> Quoted text:

'''

# 2.4: Harmonic Oscillator Model

- Page ID
- 2062

# Construct Definitions and Relationships

### In physics, many phenomena behave cyclically. Springs are the prototypical example of this.

**Elastic Object: **An object, which when deformed (perhaps by squeezing it or stretching it) returns to its original shape.

**Spring**: A coiled spiral shaped object that is constructed to be elastic over a large range of deformation. Some springs can only be stretched, but if the coils are initially separated, the spring is elastic when both stretched or compressed.

**Spring-mass**: A spring with an object whose mass is considerably greater than the mass of the spring attached to one end of the spring.

**Hanging spring-mass: **A spring-mass with one end solidly attached to a support in a manner that the spring hangs vertically with the mass at the bottom of the spring.

Before the mass is attached to the spring, the bottom of the spring (the “free end”) will be at a definite position with respect to the attached end. This is the equilibrium position of the free end without the mass attached. When the mass is attached, the free end of the spring will move to a new, lower position. This is the equilibrium position of the free end of the spring with the mass attached.

## Assumptions and Simplifications:

**For the sake of being able to perform calculations, we assume that springs have negligible mass, and always have a mass attached at one end.** These assumptions are obviously violated frequently in the real world, but without them even basic problems become very difficult. For example, finding the kinetic energy of a single mass in motion is trivial, but finding the kinetic energy of a spring alone, whose end is always moving faster than its base, becomes a daunting task, and detracts from the learning of physics principles. You'll be comforted to know that these simplifications yield realistic results in most cases involving spring-masses, since the spring's mass often *is *negligible compared to the weight at the end.

*A mass connected to a spring that follows Hooke's law is a system that, when displaced from its equilibrium position, experiences a restoring force, \(F\) that is proportional to the displacement, \(x\).*

Hooke's Law

The force with which a spring pulls back when stretched (or pushes back when compressed) is proportional to the amount of stretch from equilibrium, provided the spring is not stretched too far. (Historically, this linear proportionality between the force and amount of stretch is referred to as Hooke’s law behavior.) We write the force with which the spring pulls back (the restoring force) as

\[F = -k x\]

where **k **is the “spring constant” or “force constant” (and is dependent on the stiffness of the particular spring). The minus sign indicates that the force is opposite in direction to the direction it was stretched or compressed.

An important point to notice in the expression for the force of the spring is that x is measured from the un-stretched position of the free end of the spring.

In order for the force to have units of newtons, the units of k must be newtons per meter. The force that you (an external agent) have to exert on the spring to stretch it a distance \(x\) is in the opposite direction to the restoring force and is equal to \(+k x\).

Hooke's Law breaks down at the extremes of a spring's motion. For example, when stretched to the point of breaking or permanent deformation, a spring's behavior will begin to deviate substantially from the linear expectation. Also, when compressed so far that it begins to touch itself, clearly the forces at play change. For these reasons, it is usually assumed that springs stretch only within a small portion of their maximum deformation.

'''

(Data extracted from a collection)
'''

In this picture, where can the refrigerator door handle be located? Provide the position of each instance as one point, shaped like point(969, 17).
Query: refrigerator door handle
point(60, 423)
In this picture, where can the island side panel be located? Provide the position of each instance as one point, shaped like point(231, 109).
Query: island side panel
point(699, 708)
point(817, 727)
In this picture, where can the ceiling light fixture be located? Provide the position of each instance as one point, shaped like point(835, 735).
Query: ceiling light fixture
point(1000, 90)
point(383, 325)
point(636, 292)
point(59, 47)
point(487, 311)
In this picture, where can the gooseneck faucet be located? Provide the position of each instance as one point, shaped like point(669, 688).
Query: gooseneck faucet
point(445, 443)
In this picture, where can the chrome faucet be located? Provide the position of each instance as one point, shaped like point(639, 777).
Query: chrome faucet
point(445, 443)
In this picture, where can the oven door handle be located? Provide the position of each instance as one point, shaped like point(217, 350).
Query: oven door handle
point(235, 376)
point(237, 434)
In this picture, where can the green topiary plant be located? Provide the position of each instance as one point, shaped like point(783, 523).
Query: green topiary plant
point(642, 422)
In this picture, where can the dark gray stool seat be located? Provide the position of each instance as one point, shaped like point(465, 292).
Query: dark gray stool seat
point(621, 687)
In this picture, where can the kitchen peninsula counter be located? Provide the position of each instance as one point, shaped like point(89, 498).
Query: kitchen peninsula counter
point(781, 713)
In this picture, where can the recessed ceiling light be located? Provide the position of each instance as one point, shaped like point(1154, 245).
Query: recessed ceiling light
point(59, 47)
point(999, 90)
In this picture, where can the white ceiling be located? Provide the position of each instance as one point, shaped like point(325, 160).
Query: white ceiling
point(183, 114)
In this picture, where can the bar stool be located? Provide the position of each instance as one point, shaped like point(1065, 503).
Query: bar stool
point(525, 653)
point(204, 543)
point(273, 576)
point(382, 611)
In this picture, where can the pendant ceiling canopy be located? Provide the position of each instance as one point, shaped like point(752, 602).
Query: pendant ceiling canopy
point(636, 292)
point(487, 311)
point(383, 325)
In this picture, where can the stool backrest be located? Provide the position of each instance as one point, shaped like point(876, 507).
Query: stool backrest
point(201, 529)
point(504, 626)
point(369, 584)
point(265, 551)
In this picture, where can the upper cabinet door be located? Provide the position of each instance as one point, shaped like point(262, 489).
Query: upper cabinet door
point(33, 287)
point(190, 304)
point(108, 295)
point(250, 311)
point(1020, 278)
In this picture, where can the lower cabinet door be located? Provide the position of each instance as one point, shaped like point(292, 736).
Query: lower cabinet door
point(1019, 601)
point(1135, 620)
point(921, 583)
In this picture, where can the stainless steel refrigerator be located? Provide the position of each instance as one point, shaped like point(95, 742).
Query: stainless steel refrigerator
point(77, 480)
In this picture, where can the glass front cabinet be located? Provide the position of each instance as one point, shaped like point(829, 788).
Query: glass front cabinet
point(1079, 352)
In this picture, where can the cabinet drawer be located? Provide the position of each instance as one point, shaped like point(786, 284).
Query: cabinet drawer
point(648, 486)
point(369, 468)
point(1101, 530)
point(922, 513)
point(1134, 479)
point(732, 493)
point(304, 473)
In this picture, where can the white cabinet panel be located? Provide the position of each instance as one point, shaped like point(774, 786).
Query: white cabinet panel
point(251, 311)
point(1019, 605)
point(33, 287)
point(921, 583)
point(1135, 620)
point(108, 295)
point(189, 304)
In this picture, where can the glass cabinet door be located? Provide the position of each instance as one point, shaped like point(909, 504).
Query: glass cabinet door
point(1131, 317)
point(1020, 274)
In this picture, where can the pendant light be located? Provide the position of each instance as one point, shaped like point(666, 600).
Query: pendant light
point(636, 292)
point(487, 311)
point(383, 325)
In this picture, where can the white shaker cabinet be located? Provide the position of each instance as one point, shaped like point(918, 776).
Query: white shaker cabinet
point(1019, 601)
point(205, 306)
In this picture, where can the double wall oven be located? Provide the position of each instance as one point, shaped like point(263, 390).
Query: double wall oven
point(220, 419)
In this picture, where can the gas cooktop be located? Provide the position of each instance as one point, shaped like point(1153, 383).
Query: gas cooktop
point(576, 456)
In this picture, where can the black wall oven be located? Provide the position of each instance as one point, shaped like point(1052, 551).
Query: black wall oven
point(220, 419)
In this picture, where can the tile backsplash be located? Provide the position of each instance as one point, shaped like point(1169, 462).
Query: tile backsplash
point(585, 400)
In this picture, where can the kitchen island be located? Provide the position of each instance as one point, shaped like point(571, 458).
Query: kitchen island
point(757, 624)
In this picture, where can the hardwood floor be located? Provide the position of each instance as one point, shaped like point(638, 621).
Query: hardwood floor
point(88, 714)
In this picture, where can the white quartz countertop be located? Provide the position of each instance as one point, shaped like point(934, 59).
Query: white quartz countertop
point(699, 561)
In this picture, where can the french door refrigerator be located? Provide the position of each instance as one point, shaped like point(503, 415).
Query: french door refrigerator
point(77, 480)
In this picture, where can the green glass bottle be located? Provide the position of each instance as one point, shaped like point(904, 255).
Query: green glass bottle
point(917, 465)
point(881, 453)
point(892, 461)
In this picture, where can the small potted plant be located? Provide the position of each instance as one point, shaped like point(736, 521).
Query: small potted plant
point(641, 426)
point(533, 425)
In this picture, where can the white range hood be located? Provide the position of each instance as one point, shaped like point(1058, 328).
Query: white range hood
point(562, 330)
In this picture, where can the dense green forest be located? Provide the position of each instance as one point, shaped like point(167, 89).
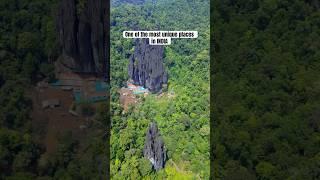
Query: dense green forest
point(183, 120)
point(266, 72)
point(28, 45)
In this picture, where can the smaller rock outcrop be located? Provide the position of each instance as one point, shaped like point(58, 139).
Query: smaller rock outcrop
point(154, 149)
point(146, 67)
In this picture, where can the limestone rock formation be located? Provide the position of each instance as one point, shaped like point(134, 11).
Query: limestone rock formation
point(83, 34)
point(146, 66)
point(154, 149)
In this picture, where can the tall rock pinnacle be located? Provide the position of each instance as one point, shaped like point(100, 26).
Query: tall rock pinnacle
point(82, 28)
point(146, 66)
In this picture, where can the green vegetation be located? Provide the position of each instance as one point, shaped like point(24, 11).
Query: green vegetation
point(183, 119)
point(266, 87)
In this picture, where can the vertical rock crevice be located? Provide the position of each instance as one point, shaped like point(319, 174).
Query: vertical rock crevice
point(146, 66)
point(82, 34)
point(154, 148)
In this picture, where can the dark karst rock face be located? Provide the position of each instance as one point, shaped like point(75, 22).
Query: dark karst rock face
point(146, 66)
point(154, 149)
point(83, 35)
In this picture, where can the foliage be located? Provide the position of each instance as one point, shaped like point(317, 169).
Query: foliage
point(181, 117)
point(266, 84)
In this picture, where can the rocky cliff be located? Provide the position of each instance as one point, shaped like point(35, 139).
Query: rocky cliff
point(154, 149)
point(83, 33)
point(146, 66)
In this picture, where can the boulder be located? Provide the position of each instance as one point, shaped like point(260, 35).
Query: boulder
point(154, 148)
point(146, 66)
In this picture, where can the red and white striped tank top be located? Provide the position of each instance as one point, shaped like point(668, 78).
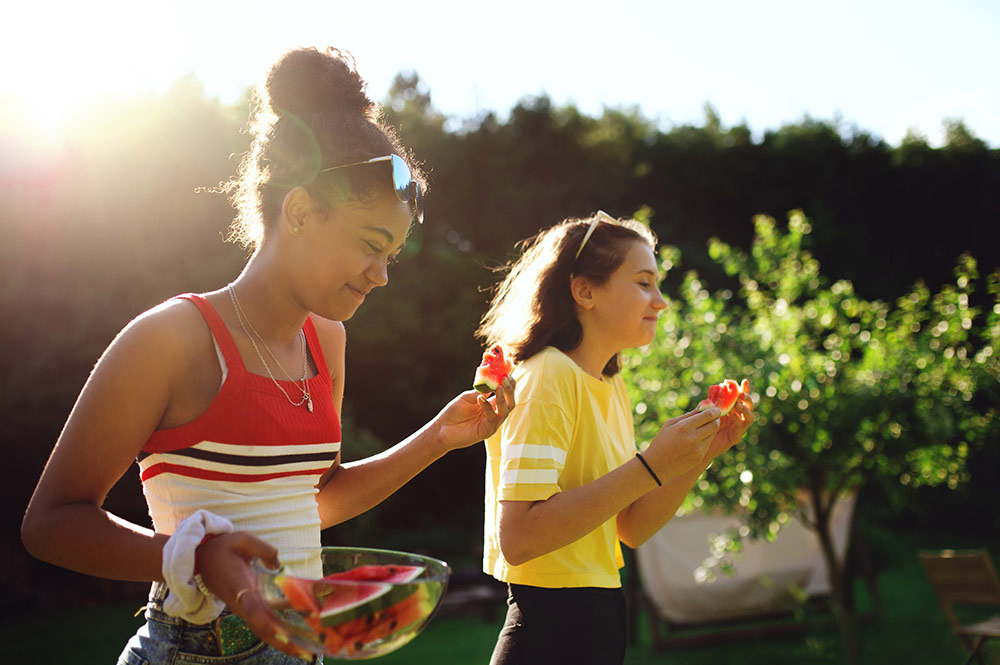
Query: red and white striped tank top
point(252, 456)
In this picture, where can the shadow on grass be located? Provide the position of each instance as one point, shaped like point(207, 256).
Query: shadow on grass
point(913, 630)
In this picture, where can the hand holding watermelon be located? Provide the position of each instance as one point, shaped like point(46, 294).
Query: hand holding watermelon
point(734, 401)
point(725, 395)
point(476, 414)
point(693, 439)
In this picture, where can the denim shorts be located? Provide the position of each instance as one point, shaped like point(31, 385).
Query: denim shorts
point(167, 640)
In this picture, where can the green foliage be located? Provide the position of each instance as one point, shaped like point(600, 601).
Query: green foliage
point(847, 390)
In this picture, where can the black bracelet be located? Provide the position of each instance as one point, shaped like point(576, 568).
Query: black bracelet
point(649, 468)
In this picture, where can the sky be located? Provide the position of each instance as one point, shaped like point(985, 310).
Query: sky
point(884, 66)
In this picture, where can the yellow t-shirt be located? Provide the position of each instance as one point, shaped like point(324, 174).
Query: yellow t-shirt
point(568, 429)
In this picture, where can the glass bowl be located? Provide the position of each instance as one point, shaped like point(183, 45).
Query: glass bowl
point(352, 603)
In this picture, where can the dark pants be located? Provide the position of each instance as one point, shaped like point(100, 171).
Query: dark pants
point(576, 626)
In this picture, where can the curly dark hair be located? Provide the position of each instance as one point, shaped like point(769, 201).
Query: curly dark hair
point(533, 306)
point(310, 113)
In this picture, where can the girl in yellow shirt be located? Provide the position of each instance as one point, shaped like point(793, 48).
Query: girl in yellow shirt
point(564, 480)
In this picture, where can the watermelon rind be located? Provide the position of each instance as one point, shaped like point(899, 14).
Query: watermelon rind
point(334, 613)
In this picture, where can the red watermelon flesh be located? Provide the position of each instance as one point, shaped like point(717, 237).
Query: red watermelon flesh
point(725, 395)
point(372, 573)
point(492, 371)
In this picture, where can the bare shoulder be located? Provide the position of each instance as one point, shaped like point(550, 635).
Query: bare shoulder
point(172, 328)
point(333, 338)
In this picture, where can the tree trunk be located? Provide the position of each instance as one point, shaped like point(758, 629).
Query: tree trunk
point(842, 606)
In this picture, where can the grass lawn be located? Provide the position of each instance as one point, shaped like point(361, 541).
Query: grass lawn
point(912, 630)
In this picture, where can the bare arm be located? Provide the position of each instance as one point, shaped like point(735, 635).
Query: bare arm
point(647, 515)
point(122, 402)
point(528, 529)
point(143, 381)
point(355, 487)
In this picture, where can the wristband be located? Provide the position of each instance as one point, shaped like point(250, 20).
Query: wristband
point(649, 468)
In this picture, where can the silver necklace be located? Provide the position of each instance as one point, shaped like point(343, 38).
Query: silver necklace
point(241, 317)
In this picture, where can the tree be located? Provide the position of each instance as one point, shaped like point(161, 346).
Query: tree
point(848, 391)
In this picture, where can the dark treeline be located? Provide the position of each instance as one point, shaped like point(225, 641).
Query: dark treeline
point(118, 220)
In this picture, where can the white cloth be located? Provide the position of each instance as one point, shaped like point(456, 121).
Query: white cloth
point(185, 599)
point(768, 575)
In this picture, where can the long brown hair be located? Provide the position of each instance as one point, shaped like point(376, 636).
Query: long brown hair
point(533, 306)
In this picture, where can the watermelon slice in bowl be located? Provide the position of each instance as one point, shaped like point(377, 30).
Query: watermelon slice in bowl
point(362, 603)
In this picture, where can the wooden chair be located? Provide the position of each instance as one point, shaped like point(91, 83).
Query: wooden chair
point(965, 578)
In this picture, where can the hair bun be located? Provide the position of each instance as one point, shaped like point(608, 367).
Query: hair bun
point(306, 81)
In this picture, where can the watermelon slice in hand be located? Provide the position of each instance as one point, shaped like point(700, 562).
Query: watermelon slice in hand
point(725, 395)
point(492, 371)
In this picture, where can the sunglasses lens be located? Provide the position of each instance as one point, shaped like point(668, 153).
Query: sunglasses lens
point(406, 188)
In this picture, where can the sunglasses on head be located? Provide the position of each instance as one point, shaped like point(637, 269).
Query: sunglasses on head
point(407, 189)
point(599, 217)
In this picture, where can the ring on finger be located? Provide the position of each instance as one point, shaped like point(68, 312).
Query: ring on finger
point(238, 601)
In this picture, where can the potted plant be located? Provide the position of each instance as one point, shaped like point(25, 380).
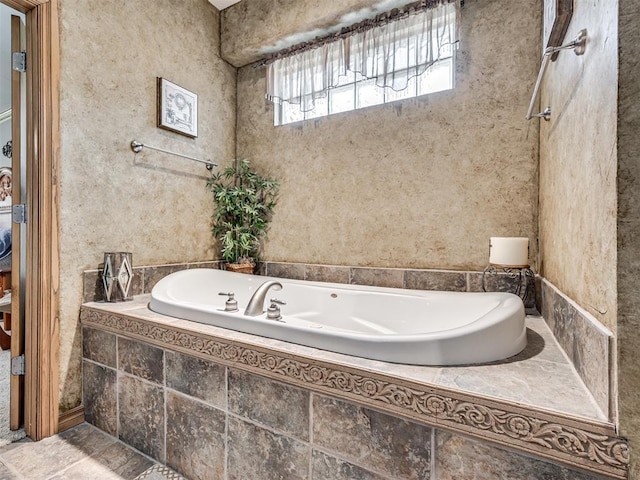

'''

> Required work:
1. According to the harmonic oscillator page, what units must the spring constant k have for the force to be in newtons?
2. Edit the rows from the line containing "In this picture, where can the sunglasses on" through the last row, inclusive, replacing "ring" with "band" and changing nothing else. Leave out the pictures.

> Answers per task:
1. Newtons per meter.

2.
In this picture, where can the sunglasses on head be located? Provide the position of each instance as one point, shaped like point(637, 269).
Query: sunglasses on head
point(407, 189)
point(599, 217)
In this picture, where can the band on finger be located? Provide the position of each instance as one point, shaped like point(68, 312).
Query: band on finger
point(238, 601)
In this picture, where can the potted plant be located? Provide the position of each instance as one point, shaped like point(25, 380).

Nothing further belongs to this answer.